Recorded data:
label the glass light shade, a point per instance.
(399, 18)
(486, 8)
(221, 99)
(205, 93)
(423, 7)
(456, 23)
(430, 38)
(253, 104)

* _What you will do_: Rewrite the records, replacing "glass light shade" with "glass lampshade" and keeping everything else the same.

* _The result_:
label the glass lampshade, a point per instance.
(399, 18)
(486, 8)
(221, 99)
(205, 93)
(423, 7)
(456, 23)
(430, 38)
(253, 104)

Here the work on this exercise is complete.